[Segmentation data]
+ + +

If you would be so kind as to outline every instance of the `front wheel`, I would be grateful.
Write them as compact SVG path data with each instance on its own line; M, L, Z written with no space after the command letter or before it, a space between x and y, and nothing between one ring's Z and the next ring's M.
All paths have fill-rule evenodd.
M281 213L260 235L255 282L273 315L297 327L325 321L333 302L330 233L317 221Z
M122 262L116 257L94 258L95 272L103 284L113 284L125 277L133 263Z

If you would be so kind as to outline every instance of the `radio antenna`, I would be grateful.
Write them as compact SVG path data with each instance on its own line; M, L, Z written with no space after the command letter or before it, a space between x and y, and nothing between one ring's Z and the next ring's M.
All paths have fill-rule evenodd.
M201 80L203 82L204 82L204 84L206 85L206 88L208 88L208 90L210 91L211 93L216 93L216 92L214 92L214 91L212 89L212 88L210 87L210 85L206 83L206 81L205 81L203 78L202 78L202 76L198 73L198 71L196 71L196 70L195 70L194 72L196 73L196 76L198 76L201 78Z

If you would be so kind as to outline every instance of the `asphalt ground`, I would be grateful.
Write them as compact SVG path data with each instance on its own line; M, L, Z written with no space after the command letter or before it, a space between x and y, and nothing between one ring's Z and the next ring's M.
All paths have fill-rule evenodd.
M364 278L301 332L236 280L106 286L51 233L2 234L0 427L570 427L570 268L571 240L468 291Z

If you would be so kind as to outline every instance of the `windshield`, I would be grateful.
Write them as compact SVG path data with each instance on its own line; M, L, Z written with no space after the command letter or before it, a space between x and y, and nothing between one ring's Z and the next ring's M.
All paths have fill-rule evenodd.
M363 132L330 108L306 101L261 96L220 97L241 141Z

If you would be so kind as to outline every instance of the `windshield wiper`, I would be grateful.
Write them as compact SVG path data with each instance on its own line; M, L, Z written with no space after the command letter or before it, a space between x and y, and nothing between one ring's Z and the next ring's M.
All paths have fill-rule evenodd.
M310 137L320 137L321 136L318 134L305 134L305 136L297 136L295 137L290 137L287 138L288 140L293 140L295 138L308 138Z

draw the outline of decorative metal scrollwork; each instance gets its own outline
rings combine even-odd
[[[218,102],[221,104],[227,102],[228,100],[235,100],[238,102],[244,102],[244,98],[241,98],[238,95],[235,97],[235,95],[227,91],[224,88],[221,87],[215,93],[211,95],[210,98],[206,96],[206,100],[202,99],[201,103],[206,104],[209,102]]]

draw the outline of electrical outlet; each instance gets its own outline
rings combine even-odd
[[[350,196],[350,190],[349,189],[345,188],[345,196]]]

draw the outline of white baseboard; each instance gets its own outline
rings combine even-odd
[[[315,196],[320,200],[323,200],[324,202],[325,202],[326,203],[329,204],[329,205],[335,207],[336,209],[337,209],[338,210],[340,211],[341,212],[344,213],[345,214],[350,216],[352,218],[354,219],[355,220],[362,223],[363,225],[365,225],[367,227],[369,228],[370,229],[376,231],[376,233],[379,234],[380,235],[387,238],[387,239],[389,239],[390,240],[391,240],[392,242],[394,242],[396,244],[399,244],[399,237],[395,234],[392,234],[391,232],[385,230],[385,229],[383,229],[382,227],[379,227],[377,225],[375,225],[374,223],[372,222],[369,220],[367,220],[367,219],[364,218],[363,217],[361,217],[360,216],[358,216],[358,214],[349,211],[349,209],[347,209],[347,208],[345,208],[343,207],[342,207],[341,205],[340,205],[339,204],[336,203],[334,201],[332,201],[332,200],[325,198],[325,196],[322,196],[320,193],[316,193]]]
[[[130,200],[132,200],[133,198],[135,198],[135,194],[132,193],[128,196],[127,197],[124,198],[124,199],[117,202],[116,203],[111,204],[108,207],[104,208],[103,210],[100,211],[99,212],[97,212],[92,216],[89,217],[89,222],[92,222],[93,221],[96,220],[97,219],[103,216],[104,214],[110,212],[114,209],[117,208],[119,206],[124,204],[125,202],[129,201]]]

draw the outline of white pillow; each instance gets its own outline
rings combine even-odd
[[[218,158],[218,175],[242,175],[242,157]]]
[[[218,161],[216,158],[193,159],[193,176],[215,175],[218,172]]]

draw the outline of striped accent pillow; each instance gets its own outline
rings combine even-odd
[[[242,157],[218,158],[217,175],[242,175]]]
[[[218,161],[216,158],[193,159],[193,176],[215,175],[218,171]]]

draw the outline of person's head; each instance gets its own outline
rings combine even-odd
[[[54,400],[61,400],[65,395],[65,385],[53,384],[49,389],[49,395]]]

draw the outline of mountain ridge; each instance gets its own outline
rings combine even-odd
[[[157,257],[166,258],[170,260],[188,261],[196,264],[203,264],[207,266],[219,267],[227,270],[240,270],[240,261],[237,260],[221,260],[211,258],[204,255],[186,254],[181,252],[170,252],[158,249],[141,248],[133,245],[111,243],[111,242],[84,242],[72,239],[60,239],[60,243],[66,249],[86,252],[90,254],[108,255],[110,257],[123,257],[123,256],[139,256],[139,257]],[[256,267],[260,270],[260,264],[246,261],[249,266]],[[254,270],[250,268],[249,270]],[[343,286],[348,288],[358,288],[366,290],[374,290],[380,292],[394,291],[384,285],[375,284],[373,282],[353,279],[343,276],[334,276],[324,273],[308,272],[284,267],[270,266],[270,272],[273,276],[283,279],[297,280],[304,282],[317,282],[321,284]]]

+ + +

What is expected: Recast every line of the data above as a Markdown table with two columns, Row and Data line. Skip the blank lines.

Exercise solution:
| Row | Data line |
|---|---|
| 1 | If you would be so kind as to outline every instance of the `front wheel`, I would be grateful. |
| 2 | Write them as compact SVG path data with each instance on its own line; M, L, Z written with no space after the command letter or before it, a space between x and y, and nothing between one ring's Z and the next ring's M. |
| 3 | All paths have fill-rule evenodd. |
| 4 | M281 213L260 235L255 282L273 315L297 327L325 321L333 302L330 233L317 221Z |
| 5 | M122 262L116 257L94 258L95 272L103 284L113 284L125 277L133 263Z |
| 6 | If you would be so kind as to outline every instance of the `radio antenna`, I would be grateful. |
| 7 | Write them as compact SVG path data with each instance on its own line; M, L, Z written with no space after the command letter or before it, a space between x and y, and nothing between one ring's Z and the next ring's M. |
| 8 | All paths have fill-rule evenodd. |
| 9 | M201 80L203 82L204 82L204 84L206 85L206 88L208 88L208 90L210 91L211 93L216 93L216 92L214 92L214 91L212 89L212 88L210 87L210 85L206 83L206 81L205 81L203 78L202 78L202 76L198 73L198 71L196 71L196 70L195 70L194 72L196 73L196 76L198 76L201 78Z |
| 10 | If you would be so kind as to outline every instance of the `asphalt ground`, I would be grateful. |
| 11 | Write them as compact SVG path data with each instance on its own line; M, L, Z written with no space after the command letter or before it, a space between x and y, and nothing between one ring's Z and the next ring's M. |
| 12 | All paths have fill-rule evenodd. |
| 13 | M364 278L301 332L236 280L106 286L51 233L2 234L0 427L570 427L570 268L571 240L468 291Z |
| 14 | If you would be so kind as to outline every instance of the `windshield`, I would be grateful. |
| 15 | Write them as compact SVG path data with each instance on its own line; M, L, Z written with no space after the command letter or before it, a space between x and y, and nothing between one ring's Z and the next ring's M. |
| 16 | All paths have fill-rule evenodd. |
| 17 | M363 132L330 108L306 101L261 96L220 97L241 141Z |
| 18 | If you would be so kind as to outline every instance of the `windshield wiper`, I would be grateful. |
| 19 | Write them as compact SVG path data with each instance on its own line; M, L, Z written with no space after the command letter or before it, a space between x and y, and nothing between one ring's Z and the next ring's M. |
| 20 | All paths have fill-rule evenodd. |
| 21 | M310 137L320 137L321 136L318 134L305 134L305 136L297 136L295 137L290 137L287 138L288 140L293 140L295 138L308 138Z |
| 22 | draw the outline of decorative metal scrollwork; each instance gets its own outline |
| 23 | rings combine even-odd |
| 24 | [[[218,102],[221,104],[227,102],[228,100],[235,100],[238,102],[244,102],[244,98],[241,98],[238,95],[235,97],[235,95],[227,91],[224,88],[221,87],[215,93],[211,95],[210,98],[206,96],[206,100],[202,99],[201,103],[206,104],[209,102]]] |
| 25 | draw the outline of electrical outlet; each instance gets its own outline |
| 26 | rings combine even-odd |
| 27 | [[[350,196],[350,190],[349,189],[345,188],[345,196]]] |
| 28 | draw the outline of white baseboard; each instance gets its own outline |
| 29 | rings combine even-odd |
| 30 | [[[315,196],[320,200],[323,200],[324,202],[325,202],[326,203],[329,204],[329,205],[335,207],[336,209],[337,209],[338,210],[340,211],[341,212],[344,213],[345,214],[350,216],[352,218],[354,219],[355,220],[362,223],[363,225],[365,225],[367,227],[369,228],[370,229],[376,231],[376,233],[379,234],[380,235],[387,238],[387,239],[389,239],[390,240],[391,240],[392,242],[394,242],[396,244],[399,244],[399,237],[395,234],[392,234],[391,232],[385,230],[385,229],[383,229],[382,227],[379,227],[377,225],[375,225],[374,223],[372,222],[369,220],[367,220],[367,219],[364,218],[363,217],[361,217],[360,216],[358,216],[358,214],[349,211],[349,209],[347,209],[347,208],[345,208],[343,207],[342,207],[341,205],[340,205],[339,204],[336,203],[334,201],[332,201],[332,200],[325,198],[325,196],[322,196],[320,193],[316,193]]] |
| 31 | [[[130,200],[132,200],[133,198],[135,198],[135,194],[132,193],[128,196],[127,197],[124,198],[124,199],[117,202],[116,203],[111,204],[108,207],[104,208],[103,210],[100,211],[99,212],[97,212],[92,216],[89,217],[89,222],[92,222],[93,221],[96,220],[97,219],[103,216],[104,214],[110,212],[114,209],[117,208],[119,206],[124,204],[125,202],[129,201]]] |
| 32 | draw the outline of white pillow; each instance gets its own outline |
| 33 | rings combine even-odd |
| 34 | [[[218,158],[218,175],[242,175],[242,157]]] |
| 35 | [[[218,161],[216,158],[193,159],[193,176],[215,175],[218,172]]] |
| 36 | draw the outline of striped accent pillow; each instance gets its own outline |
| 37 | rings combine even-odd |
| 38 | [[[242,157],[218,158],[217,175],[242,175]]] |
| 39 | [[[218,161],[216,158],[193,159],[193,176],[215,175],[218,171]]] |
| 40 | draw the outline of person's head; each instance gets its own outline |
| 41 | rings combine even-odd |
| 42 | [[[54,400],[61,400],[65,395],[65,385],[53,384],[49,389],[49,395]]] |
| 43 | draw the outline of mountain ridge; each instance gets its own outline |
| 44 | rings combine even-odd |
| 45 | [[[157,257],[166,258],[170,260],[188,261],[196,264],[203,264],[207,266],[219,267],[227,270],[240,270],[240,261],[237,260],[221,260],[211,258],[204,255],[186,254],[181,252],[170,252],[158,249],[141,248],[133,245],[111,243],[111,242],[84,242],[72,239],[60,239],[60,243],[66,249],[86,252],[90,254],[108,255],[110,257],[123,257],[123,256],[139,256],[139,257]],[[256,267],[260,270],[260,264],[246,261],[249,266]],[[254,270],[250,268],[249,270]],[[343,286],[348,288],[358,288],[366,290],[374,290],[380,292],[394,291],[384,285],[375,284],[373,282],[353,279],[343,276],[334,276],[324,273],[308,272],[284,267],[270,266],[270,272],[273,276],[283,279],[297,280],[304,282],[317,282],[321,284]]] |